Variable descriptions

The volleyball data you’ll be analyzing in this lab provides season-level team statistics for 334 teams during the 2022-3 season. Many of the variables are reported as an average “per set.” For example, if a team played 30 matches, this means they played anywhere from 90 to 150 sets during the season, so aces_per_set provides the number of aces they scored, on average, across those 90+ sets. The table below provides detailed descriptions of each variable.

Variable Descriptions
Variable Description
team college of the volleyball team
conference conference to which the team belongs
region region to which the team belongs
aces_per_set the average amount of balls served that directly lead to a point (not including errors by the opponent) per set
assists_per_set the average amount of sets, passes, or digs to a teammate that directly result in a kill per set
team_attacks_per_set the average amount of times the ball is sent to the other team’s court from an overhead motion per set
blocks_per_set the average amount of times the ball is blocked from being hit on to the teams side per set
digs_per_set average amount of times the ball is passed by a player successfully after an opponents attack per set
hitting_pctg total team kills minus team hitting errors all divided by total attempts
kills_per_set average amount of hits that directly result in a point per set
opp_hitting_pctg the average hitting percentage of the teams opponent per set
w the amount of team wins for the season
l the amount of team losses for the season
win_pctg the amount of total wins divided by the total matches of the season
winning_season Indication (yes/no) of whether the team won 50% or more of its matches during the season

Viewing your data

You saw that glimpse() is one way to get a quick look at your data. Often, you’ll want to view your whole dataset. There are two ways to do this:


TIP: Recall that RStudio is split into four quadrants: Source (upper left), Environment (upper right), Console (bottom left), and Files / Plots / Packages / Help / Viewer (bottom right)

  1. type View(volleyball) in your Console and then click return/Enter on your keyboard.
  2. OR, in your Environment tab, double click the name of the dataset you want to view.

This will open up your data in a new viewer tab so that you can view it like a spreadsheet (like Google Sheets or Excel*). Once open, you can sort the data by clicking on a column.

*Unlike Google Sheets or Excel, however, you won’t be able to edit the data directly in the spreadsheet.

Exercise 2

View the volleyball data and sort it appropriately to answer the following questions:

  1. Which NCAA Division I women’s volleyball team had the best record (highest win percentage) during the 2022-3 season?

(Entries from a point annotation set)

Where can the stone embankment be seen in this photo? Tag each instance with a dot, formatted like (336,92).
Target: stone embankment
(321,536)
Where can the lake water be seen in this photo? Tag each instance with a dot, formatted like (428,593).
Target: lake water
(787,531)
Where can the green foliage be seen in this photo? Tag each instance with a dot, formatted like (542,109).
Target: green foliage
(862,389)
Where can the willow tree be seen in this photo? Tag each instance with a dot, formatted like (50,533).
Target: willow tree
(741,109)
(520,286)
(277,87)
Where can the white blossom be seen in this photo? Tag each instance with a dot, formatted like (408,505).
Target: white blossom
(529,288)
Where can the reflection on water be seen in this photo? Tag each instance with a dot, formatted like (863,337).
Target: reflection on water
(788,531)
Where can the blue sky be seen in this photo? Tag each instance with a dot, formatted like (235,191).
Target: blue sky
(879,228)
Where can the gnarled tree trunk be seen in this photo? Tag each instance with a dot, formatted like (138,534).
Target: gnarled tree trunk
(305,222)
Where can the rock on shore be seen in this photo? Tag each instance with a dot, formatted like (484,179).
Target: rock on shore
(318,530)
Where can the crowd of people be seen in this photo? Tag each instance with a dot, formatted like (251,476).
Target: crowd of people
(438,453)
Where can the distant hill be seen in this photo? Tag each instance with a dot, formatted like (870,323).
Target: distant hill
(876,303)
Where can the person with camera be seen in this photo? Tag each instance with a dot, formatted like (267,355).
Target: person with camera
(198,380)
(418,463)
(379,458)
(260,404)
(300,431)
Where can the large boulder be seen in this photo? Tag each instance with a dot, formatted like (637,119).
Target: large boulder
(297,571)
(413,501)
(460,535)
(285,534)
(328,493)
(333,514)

* **Direction**:
Answer these from the volleyball lab excerpt:
1. How many teams does the volleyball data cover?
2. What does the winning_season variable indicate?
3. Which RStudio quadrant sits in the upper right?

* **Finished task**:
1. 334 teams, for the 2022-3 season.
2. Whether the team won 50% or more of its matches during the season (yes/no).
3. Environment.